## GIVEN PASSAGE
Technical recipes for frequently and infrequently recurring problems
If we are running a critical service that is not yet monitored in nagios, here’s how to add it.
Put something that looks like this in /usr/local/nagios/libexec
. This example
is check_sidekiq
:
#!/bin/bash
function isrunning {
# systemctl reports sidekiq running
RUNNING=$(systemctl status sidekiq | grep running)
if [ "$RUNNING" ]; then
echo "OK - sidekiq is running"
exit 0
else
echo "CRITICAL - sidekiq is not running"
exit 2
fi
}
isrunning
An exit code of 0 means everything is fine. An exit code of 1 is a warning, and
an exit code of 2 means the service is in a CRITICAL
state. Make sure this file
is executable by the nagios
user and that it runs as you’d expect (i.e., make
sure it is really detecting whether the system is down).

## WRITTEN INSTRUCTION
Carry on the nagios service-check guide above from the point where it stops.

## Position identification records
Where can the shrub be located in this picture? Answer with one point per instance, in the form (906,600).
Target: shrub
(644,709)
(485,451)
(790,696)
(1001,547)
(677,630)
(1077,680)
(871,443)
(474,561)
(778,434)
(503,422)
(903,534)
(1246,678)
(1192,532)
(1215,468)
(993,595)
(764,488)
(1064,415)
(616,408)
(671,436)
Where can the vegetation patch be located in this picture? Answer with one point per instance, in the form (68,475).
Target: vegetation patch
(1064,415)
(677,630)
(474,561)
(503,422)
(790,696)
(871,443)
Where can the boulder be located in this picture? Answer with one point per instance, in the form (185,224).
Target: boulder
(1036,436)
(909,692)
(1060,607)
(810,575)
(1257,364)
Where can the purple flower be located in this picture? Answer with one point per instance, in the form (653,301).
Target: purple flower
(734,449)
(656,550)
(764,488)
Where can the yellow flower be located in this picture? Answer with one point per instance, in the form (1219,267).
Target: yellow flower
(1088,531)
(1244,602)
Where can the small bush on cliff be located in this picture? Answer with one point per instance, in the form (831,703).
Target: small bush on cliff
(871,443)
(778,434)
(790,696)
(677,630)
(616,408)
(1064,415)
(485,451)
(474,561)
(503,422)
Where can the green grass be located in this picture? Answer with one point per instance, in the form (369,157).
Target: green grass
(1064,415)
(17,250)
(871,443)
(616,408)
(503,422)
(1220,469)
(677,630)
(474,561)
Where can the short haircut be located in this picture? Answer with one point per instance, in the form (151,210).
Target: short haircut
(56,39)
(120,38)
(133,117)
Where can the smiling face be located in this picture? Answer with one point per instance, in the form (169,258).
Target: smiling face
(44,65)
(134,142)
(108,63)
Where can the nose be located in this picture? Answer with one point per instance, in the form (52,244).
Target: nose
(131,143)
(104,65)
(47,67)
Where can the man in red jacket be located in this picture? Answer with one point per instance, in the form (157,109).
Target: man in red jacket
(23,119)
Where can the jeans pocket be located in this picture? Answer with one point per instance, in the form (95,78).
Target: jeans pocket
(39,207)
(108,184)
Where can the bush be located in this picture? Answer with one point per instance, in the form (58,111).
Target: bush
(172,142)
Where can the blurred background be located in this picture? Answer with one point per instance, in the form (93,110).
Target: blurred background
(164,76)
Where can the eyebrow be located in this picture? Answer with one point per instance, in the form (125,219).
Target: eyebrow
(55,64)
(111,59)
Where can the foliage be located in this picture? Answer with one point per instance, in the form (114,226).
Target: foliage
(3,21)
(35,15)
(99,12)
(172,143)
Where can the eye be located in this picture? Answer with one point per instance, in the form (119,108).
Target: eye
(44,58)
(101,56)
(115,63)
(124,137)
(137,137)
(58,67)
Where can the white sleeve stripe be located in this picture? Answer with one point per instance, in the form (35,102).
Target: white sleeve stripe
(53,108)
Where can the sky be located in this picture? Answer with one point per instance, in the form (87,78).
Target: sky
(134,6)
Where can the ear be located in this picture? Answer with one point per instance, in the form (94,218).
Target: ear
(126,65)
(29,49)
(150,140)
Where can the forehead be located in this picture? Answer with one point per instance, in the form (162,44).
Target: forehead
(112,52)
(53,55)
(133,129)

---

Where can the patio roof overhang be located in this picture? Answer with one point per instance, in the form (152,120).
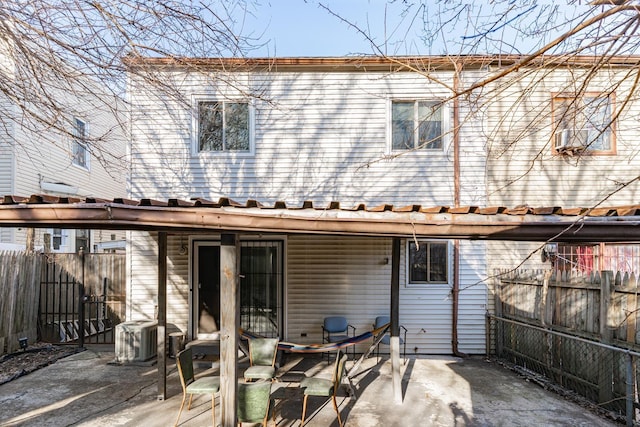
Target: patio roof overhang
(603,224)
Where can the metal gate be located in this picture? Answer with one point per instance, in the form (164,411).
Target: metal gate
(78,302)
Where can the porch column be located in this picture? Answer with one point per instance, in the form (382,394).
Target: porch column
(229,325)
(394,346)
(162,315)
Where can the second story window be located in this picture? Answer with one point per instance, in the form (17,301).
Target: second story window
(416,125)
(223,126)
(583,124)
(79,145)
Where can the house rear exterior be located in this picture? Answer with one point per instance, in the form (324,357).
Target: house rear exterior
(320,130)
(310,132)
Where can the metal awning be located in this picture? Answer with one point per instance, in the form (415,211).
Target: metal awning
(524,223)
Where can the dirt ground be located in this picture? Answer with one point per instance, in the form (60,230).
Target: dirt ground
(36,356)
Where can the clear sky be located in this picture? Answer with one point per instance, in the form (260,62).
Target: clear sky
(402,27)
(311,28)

## THE REPLY
Edit /usr/local/nagios/etc/nrpe.cfg
and add a line like this:
# Check whether sidekiq is running
command[check_sidekiq]=/usr/local/nagios/libexec/check_sidekiq
sudo systemctl restart xinetd
Edit /usr/local/nagios/etc/objects/remotehosts.cfg
and add a service definition:
define service{
use dce-service
hostgroup_name sidekiq
service_description sidekiq
check_command check_nrpe!check_sidekiq
event_handler nrpe_event_handler!restart_sidekiq
}
Note the event_handler
is further described in the Restart Services guide. This is an nrpe run command, so our command
is check_nrpe
, with the local command passed as an argument, in this case check_sidekiq
.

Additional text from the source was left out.